# DATA EXCERPTS:

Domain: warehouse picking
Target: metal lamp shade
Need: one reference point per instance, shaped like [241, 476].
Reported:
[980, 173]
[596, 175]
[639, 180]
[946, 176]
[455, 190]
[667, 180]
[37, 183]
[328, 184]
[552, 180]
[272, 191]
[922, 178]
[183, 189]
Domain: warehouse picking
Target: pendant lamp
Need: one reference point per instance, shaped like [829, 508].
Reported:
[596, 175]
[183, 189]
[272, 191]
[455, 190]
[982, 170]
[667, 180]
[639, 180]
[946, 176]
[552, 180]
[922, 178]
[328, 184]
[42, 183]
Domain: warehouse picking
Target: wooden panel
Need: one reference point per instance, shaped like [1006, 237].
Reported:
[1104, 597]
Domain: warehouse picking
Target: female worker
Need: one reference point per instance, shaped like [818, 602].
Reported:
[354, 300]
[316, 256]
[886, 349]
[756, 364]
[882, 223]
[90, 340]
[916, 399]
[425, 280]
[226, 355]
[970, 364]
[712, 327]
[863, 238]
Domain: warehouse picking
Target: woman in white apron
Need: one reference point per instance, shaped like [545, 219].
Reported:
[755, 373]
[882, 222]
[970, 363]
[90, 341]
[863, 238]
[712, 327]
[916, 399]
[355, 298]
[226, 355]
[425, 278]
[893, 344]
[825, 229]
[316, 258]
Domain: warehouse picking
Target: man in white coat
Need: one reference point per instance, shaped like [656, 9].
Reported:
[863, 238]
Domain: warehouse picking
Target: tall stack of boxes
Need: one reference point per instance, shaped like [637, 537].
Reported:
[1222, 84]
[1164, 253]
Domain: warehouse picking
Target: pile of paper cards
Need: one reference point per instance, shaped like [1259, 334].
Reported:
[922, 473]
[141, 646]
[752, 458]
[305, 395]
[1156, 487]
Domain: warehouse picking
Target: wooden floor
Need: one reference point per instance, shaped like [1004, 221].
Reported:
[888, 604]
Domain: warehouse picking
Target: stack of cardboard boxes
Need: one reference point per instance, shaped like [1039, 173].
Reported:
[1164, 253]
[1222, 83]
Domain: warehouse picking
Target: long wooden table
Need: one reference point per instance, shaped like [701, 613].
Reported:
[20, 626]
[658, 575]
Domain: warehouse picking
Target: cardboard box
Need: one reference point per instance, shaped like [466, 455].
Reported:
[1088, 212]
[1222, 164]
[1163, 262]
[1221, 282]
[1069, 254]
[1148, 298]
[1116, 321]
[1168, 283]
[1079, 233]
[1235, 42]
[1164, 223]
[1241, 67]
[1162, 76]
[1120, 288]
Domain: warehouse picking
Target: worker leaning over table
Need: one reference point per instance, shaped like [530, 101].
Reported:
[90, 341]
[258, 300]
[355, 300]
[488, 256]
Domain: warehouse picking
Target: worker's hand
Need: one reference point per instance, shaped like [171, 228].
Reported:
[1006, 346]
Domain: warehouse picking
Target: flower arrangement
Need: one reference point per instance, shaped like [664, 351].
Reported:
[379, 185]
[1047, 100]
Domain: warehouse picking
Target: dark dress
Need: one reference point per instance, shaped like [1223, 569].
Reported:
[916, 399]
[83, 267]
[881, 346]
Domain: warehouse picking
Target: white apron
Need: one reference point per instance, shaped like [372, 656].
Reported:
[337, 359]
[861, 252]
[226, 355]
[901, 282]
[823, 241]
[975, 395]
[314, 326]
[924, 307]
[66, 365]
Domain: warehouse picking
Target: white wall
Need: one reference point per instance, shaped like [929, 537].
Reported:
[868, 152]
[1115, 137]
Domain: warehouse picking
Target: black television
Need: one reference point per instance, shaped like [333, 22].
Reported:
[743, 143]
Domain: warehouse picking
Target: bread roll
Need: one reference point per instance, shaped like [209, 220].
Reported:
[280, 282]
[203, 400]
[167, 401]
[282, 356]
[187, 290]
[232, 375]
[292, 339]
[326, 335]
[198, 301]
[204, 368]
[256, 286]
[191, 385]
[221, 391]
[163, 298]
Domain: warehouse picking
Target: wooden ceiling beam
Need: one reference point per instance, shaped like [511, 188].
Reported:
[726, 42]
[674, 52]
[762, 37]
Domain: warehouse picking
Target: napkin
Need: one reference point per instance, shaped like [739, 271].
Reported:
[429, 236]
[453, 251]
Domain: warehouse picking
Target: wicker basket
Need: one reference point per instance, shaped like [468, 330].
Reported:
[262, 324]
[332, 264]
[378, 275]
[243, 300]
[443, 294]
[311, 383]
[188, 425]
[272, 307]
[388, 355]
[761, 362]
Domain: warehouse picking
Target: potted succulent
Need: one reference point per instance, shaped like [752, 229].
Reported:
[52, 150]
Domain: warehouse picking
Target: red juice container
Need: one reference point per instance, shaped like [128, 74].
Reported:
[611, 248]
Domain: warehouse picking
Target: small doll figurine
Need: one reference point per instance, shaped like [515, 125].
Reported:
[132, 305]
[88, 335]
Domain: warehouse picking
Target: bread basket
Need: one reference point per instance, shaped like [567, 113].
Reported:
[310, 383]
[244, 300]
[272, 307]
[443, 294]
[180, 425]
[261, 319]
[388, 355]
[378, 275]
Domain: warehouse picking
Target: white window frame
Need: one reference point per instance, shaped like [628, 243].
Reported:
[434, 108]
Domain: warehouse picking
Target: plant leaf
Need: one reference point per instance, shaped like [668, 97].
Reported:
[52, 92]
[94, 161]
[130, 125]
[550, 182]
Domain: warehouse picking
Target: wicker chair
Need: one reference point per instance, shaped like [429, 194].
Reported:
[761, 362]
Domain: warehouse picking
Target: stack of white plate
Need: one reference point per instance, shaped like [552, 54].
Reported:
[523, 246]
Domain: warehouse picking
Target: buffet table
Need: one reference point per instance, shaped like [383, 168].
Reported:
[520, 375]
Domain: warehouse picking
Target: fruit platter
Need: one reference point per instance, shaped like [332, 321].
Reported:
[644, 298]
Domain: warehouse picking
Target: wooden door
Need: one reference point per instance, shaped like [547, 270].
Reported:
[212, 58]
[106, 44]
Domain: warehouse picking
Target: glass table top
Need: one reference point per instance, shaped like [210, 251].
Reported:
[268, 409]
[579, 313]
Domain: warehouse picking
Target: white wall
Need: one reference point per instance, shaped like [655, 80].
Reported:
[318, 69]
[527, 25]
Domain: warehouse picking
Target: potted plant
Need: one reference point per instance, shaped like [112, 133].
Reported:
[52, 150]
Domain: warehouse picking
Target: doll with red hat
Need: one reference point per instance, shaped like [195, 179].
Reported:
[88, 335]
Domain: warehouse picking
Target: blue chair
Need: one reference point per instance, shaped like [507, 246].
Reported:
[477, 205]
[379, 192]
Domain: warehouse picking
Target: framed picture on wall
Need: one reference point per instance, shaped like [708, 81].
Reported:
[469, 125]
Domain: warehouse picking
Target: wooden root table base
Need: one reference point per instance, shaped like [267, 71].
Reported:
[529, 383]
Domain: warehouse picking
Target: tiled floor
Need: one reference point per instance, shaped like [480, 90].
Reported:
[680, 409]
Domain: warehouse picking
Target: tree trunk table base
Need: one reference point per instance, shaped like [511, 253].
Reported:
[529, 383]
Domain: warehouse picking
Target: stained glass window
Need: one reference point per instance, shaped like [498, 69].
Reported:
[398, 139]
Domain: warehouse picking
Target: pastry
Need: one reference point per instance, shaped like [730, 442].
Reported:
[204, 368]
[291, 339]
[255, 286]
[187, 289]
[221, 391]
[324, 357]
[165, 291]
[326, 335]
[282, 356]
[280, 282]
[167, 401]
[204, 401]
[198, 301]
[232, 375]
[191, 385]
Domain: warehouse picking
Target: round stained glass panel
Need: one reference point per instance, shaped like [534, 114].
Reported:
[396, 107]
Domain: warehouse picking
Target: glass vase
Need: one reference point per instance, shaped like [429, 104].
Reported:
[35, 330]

# STATED PROBLEM:
Reproduce the entries above without alteration, starting at their first line and ending at the line that contains "[1104, 597]", with both of those lines included.

# THE SOLUTION:
Domain: warehouse picking
Target: metal lamp shade
Need: one reference point per instance, shaped like [241, 476].
Reported:
[980, 173]
[596, 175]
[639, 180]
[946, 176]
[455, 190]
[667, 180]
[37, 183]
[328, 184]
[552, 180]
[272, 191]
[922, 178]
[183, 189]
Domain: warehouse picking
Target: pendant lamp
Need: one reference point per instance, shaped like [829, 508].
Reported:
[596, 175]
[183, 189]
[272, 191]
[455, 190]
[982, 170]
[667, 180]
[639, 180]
[946, 176]
[552, 180]
[922, 178]
[328, 184]
[42, 183]
Domain: warehouse picking
Target: wooden panel
Need: one reference point per instance, shaped like [1006, 237].
Reported:
[1104, 597]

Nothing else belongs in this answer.